**YOUR OBJECTIVE:** Copy the records from their start through the line containing "positive clicks: (127, 174)", changing "rough mask" to "draft mask" and keeping everything else the same. Give only those lines, and leave out the pictures.
SUPPLIED MATERIAL START
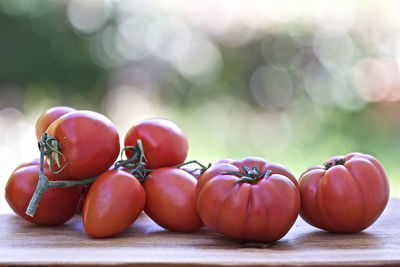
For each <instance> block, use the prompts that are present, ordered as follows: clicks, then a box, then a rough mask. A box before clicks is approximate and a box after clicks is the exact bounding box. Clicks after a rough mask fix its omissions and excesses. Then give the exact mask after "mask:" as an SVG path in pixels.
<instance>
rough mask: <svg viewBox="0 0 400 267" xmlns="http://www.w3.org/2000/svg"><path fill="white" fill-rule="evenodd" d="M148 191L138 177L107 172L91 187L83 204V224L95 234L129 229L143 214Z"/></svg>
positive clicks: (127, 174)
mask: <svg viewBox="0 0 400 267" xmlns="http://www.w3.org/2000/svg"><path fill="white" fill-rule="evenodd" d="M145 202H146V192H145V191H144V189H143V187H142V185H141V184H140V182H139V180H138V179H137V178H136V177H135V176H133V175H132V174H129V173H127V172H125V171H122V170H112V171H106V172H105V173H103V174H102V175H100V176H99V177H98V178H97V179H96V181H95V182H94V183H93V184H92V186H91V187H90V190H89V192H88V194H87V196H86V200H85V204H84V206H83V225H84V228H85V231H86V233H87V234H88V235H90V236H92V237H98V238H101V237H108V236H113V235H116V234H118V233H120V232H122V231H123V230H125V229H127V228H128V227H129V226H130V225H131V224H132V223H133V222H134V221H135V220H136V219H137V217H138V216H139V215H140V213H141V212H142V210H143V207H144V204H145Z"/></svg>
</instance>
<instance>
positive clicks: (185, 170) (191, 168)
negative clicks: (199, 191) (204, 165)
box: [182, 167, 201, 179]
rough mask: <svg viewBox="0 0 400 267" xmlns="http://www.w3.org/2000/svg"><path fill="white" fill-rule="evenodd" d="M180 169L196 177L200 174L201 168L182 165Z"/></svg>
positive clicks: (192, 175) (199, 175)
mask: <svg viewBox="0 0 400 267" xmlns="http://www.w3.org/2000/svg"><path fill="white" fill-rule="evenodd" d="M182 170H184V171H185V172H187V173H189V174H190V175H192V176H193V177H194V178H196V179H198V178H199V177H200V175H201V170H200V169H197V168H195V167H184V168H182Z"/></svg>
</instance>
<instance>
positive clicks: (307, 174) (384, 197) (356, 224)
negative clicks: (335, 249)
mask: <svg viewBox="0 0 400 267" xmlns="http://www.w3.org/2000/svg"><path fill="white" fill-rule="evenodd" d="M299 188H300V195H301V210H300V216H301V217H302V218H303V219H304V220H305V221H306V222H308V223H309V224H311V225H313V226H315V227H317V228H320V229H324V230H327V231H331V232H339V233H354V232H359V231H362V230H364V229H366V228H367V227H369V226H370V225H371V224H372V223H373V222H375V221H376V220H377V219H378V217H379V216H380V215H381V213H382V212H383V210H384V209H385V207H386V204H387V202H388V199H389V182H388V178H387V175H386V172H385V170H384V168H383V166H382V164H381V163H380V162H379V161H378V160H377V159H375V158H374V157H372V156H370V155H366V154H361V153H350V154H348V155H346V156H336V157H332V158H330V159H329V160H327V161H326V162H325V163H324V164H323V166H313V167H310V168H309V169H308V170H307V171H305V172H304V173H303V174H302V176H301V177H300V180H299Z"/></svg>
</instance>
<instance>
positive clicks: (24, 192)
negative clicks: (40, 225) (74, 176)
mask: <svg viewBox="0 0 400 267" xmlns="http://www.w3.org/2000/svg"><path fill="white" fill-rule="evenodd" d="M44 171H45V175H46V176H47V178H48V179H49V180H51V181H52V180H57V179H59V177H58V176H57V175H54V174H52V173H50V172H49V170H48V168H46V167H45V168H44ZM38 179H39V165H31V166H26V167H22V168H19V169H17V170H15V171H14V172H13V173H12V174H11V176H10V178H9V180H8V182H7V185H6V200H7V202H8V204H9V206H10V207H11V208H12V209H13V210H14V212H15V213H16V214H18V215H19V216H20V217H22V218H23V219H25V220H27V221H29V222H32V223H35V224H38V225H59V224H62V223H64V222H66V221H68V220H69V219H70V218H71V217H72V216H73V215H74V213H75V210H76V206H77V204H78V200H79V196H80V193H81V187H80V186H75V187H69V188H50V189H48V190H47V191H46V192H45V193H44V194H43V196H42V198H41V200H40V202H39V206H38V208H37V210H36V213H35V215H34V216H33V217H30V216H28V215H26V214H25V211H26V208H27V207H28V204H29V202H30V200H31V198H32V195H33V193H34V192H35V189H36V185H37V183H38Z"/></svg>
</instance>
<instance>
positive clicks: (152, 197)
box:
SUPPLIED MATERIAL END
**WRITTEN SOLUTION:**
For each <instance> block, use the prompts that are present, ordered as follows: clicks, then a box, then a draft mask. A box before clicks is approximate and a box after clicks is the exact bounding box. Clicks after a draft mask fix its omissions and excesses. Then give the exact mask after "mask:" as an SVG path in pixels.
<instance>
draft mask: <svg viewBox="0 0 400 267" xmlns="http://www.w3.org/2000/svg"><path fill="white" fill-rule="evenodd" d="M148 191L138 177L107 172L91 187L83 204V224L95 234L129 229L143 214Z"/></svg>
positive clicks: (127, 174)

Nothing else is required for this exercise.